Task to complete
How many lines in the following data contain the string "door", with uppercase and lowercase treated as different? Reply with the number alone.

Input records
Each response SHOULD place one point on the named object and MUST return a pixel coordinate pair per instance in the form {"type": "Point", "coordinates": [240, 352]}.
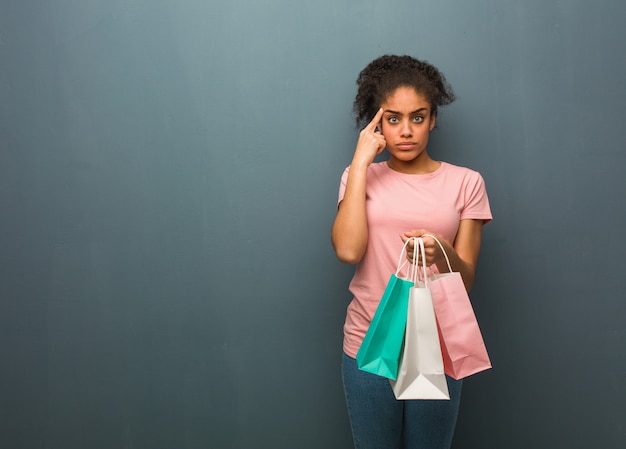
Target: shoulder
{"type": "Point", "coordinates": [457, 170]}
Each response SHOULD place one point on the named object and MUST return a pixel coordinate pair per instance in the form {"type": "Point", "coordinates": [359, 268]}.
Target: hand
{"type": "Point", "coordinates": [371, 141]}
{"type": "Point", "coordinates": [431, 247]}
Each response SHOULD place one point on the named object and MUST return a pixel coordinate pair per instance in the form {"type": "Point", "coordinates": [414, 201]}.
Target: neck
{"type": "Point", "coordinates": [419, 166]}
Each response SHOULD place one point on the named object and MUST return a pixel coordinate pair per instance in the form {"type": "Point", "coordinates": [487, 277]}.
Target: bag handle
{"type": "Point", "coordinates": [419, 244]}
{"type": "Point", "coordinates": [413, 273]}
{"type": "Point", "coordinates": [442, 250]}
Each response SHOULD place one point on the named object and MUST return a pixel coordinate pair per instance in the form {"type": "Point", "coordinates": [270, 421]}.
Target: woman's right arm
{"type": "Point", "coordinates": [349, 233]}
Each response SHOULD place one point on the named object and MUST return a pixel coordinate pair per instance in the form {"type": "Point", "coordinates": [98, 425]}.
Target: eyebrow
{"type": "Point", "coordinates": [389, 111]}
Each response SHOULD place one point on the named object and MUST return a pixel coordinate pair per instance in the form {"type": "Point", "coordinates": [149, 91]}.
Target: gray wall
{"type": "Point", "coordinates": [168, 178]}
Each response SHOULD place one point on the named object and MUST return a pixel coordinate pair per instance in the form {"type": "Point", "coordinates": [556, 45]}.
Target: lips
{"type": "Point", "coordinates": [405, 146]}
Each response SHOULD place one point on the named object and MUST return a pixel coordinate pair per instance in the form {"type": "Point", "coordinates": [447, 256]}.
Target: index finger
{"type": "Point", "coordinates": [375, 121]}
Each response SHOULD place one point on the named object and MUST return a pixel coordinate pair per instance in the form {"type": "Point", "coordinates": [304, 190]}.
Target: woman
{"type": "Point", "coordinates": [383, 204]}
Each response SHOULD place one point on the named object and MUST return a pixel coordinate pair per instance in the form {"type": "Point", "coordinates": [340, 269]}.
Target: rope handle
{"type": "Point", "coordinates": [413, 274]}
{"type": "Point", "coordinates": [442, 250]}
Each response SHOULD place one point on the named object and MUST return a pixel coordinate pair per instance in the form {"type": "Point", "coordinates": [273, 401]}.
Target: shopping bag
{"type": "Point", "coordinates": [381, 347]}
{"type": "Point", "coordinates": [421, 374]}
{"type": "Point", "coordinates": [462, 345]}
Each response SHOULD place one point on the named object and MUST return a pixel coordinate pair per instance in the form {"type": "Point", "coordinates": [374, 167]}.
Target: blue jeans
{"type": "Point", "coordinates": [380, 421]}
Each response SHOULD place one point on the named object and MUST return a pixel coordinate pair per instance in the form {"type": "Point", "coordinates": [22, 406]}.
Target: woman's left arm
{"type": "Point", "coordinates": [463, 254]}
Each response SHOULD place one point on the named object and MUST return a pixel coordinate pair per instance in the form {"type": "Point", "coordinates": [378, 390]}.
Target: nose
{"type": "Point", "coordinates": [406, 130]}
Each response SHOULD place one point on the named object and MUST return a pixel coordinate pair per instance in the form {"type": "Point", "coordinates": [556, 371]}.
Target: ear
{"type": "Point", "coordinates": [433, 120]}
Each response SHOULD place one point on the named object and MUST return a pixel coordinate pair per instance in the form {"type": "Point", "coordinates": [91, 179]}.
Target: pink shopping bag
{"type": "Point", "coordinates": [462, 346]}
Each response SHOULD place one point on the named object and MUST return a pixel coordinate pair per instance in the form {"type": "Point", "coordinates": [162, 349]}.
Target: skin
{"type": "Point", "coordinates": [402, 126]}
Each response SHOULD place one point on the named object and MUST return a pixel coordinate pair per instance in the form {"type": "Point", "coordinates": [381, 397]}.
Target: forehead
{"type": "Point", "coordinates": [405, 99]}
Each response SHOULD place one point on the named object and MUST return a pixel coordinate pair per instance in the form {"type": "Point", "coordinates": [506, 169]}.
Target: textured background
{"type": "Point", "coordinates": [168, 178]}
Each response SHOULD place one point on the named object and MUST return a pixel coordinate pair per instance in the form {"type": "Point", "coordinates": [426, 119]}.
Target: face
{"type": "Point", "coordinates": [406, 124]}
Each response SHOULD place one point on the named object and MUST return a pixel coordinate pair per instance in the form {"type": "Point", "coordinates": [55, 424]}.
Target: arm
{"type": "Point", "coordinates": [463, 254]}
{"type": "Point", "coordinates": [349, 233]}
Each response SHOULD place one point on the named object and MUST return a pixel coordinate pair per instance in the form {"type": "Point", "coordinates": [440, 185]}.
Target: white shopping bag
{"type": "Point", "coordinates": [421, 374]}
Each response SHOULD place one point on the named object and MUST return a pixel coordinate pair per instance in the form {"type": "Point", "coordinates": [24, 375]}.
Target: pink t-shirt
{"type": "Point", "coordinates": [396, 203]}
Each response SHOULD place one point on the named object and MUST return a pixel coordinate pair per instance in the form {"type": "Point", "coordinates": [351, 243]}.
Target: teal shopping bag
{"type": "Point", "coordinates": [381, 348]}
{"type": "Point", "coordinates": [382, 345]}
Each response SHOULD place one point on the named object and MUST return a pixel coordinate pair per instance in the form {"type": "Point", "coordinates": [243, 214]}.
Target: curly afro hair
{"type": "Point", "coordinates": [385, 74]}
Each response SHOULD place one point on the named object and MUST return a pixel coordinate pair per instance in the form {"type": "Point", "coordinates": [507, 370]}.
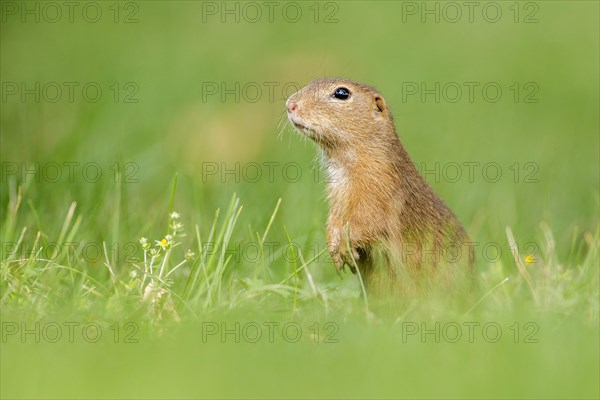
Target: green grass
{"type": "Point", "coordinates": [240, 250]}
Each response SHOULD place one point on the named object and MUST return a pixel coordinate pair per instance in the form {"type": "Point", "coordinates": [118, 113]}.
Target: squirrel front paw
{"type": "Point", "coordinates": [341, 256]}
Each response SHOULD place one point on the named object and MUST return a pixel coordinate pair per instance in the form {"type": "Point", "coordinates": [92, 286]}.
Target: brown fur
{"type": "Point", "coordinates": [375, 191]}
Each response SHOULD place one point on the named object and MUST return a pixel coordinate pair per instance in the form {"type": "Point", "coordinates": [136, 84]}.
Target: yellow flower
{"type": "Point", "coordinates": [530, 259]}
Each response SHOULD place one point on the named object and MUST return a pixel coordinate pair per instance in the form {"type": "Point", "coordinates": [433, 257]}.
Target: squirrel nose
{"type": "Point", "coordinates": [291, 106]}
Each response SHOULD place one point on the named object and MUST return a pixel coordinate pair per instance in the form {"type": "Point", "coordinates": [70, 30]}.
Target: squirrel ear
{"type": "Point", "coordinates": [380, 103]}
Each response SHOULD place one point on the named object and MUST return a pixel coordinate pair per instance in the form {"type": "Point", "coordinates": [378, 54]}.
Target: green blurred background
{"type": "Point", "coordinates": [165, 55]}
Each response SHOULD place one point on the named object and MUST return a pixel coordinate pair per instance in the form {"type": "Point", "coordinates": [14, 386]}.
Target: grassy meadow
{"type": "Point", "coordinates": [163, 228]}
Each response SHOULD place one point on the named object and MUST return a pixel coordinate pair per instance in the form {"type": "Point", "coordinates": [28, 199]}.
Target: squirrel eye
{"type": "Point", "coordinates": [341, 93]}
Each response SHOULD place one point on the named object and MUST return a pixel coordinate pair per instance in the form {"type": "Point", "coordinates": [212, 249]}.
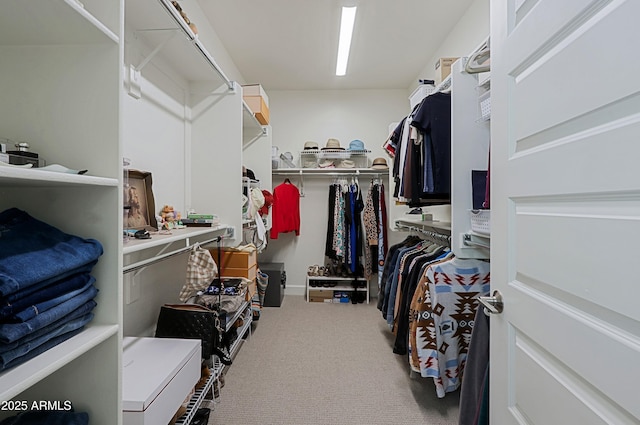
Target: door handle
{"type": "Point", "coordinates": [492, 304]}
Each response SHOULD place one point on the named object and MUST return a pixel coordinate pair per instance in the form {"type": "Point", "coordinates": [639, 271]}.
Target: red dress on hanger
{"type": "Point", "coordinates": [285, 209]}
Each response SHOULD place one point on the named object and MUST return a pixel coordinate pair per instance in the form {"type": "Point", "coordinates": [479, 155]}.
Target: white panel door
{"type": "Point", "coordinates": [565, 127]}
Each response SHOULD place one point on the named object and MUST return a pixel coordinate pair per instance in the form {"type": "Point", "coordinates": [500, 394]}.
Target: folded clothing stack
{"type": "Point", "coordinates": [46, 289]}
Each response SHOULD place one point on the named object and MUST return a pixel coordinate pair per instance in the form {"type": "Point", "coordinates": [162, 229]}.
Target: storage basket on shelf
{"type": "Point", "coordinates": [334, 158]}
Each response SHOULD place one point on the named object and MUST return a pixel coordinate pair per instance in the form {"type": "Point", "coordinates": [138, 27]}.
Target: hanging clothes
{"type": "Point", "coordinates": [344, 242]}
{"type": "Point", "coordinates": [443, 310]}
{"type": "Point", "coordinates": [285, 209]}
{"type": "Point", "coordinates": [422, 147]}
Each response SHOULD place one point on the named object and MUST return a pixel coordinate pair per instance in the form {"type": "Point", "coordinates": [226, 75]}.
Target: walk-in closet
{"type": "Point", "coordinates": [336, 212]}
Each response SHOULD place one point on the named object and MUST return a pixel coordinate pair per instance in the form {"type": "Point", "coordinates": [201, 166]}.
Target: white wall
{"type": "Point", "coordinates": [472, 29]}
{"type": "Point", "coordinates": [299, 116]}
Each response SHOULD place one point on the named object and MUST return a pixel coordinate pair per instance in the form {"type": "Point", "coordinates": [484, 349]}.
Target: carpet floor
{"type": "Point", "coordinates": [316, 363]}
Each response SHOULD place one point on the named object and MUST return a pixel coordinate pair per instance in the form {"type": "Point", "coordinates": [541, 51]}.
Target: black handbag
{"type": "Point", "coordinates": [190, 321]}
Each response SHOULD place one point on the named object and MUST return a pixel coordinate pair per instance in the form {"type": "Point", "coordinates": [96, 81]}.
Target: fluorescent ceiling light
{"type": "Point", "coordinates": [346, 31]}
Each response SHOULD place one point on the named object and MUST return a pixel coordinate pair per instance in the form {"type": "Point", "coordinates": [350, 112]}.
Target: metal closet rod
{"type": "Point", "coordinates": [196, 42]}
{"type": "Point", "coordinates": [439, 237]}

Correct output
2